What the task requires:
Rewrite all the items below with every "positive clicks" changed to "foreground clicks" and nothing else altered. Leave the pictures out.

Data to use:
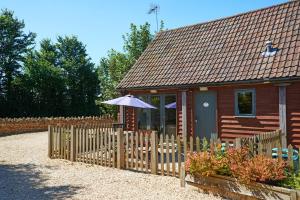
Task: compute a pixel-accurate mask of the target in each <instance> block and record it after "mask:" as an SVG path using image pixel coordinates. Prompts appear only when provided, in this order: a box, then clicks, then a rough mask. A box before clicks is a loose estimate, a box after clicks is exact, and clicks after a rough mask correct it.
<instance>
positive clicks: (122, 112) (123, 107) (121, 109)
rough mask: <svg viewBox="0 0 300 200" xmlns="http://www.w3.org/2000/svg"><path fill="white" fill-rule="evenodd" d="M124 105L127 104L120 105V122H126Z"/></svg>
mask: <svg viewBox="0 0 300 200" xmlns="http://www.w3.org/2000/svg"><path fill="white" fill-rule="evenodd" d="M124 107H125V106H120V119H119V123H121V124H124Z"/></svg>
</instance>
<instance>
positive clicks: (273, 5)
mask: <svg viewBox="0 0 300 200" xmlns="http://www.w3.org/2000/svg"><path fill="white" fill-rule="evenodd" d="M296 1H297V0H289V1H287V2H284V3H280V4H275V5H272V6H268V7H264V8H258V9H254V10H249V11H246V12H243V13H238V14H235V15H231V16H226V17H221V18H218V19H213V20H209V21H205V22H200V23H196V24H191V25H187V26H181V27H178V28H174V29H168V30H163V31H160V32H158V33H164V32H169V31H174V30H180V29H184V28H189V27H193V26H197V25H202V24H208V23H212V22H216V21H221V20H225V19H230V18H234V17H238V16H241V15H245V14H249V13H253V12H257V11H261V10H266V9H270V8H273V7H277V6H282V5H284V4H289V3H293V2H296Z"/></svg>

Task solution:
Task: compute a pixel-accurate mask of the target in each <instance> block and record it after "mask:" as an SVG path using image pixel coordinates. Prompts appear only when provided, in this order: a box, then clicks, then a rough mask. A box before clicks is a loose estimate, a box after clicks is exact, and clicks after a rough mask correct it.
<instance>
foreground clicks: (122, 112) (123, 107) (121, 109)
rough mask: <svg viewBox="0 0 300 200" xmlns="http://www.w3.org/2000/svg"><path fill="white" fill-rule="evenodd" d="M124 105L127 104L120 105V122H126Z"/></svg>
mask: <svg viewBox="0 0 300 200" xmlns="http://www.w3.org/2000/svg"><path fill="white" fill-rule="evenodd" d="M124 107H125V106H120V119H119V123H121V124H124Z"/></svg>
</instance>
<instance>
foreground clicks: (273, 5)
mask: <svg viewBox="0 0 300 200" xmlns="http://www.w3.org/2000/svg"><path fill="white" fill-rule="evenodd" d="M296 1H297V0H289V1H287V2H284V3H280V4H275V5H272V6H268V7H264V8H258V9H254V10H249V11H246V12H243V13H238V14H235V15H231V16H226V17H221V18H218V19H213V20H209V21H205V22H200V23H196V24H191V25H187V26H181V27H178V28H174V29H168V30H163V31H160V32H158V33H164V32H169V31H174V30H180V29H184V28H189V27H193V26H197V25H202V24H208V23H212V22H216V21H221V20H225V19H230V18H234V17H238V16H241V15H245V14H249V13H253V12H257V11H261V10H266V9H270V8H273V7H277V6H282V5H284V4H289V3H293V2H296Z"/></svg>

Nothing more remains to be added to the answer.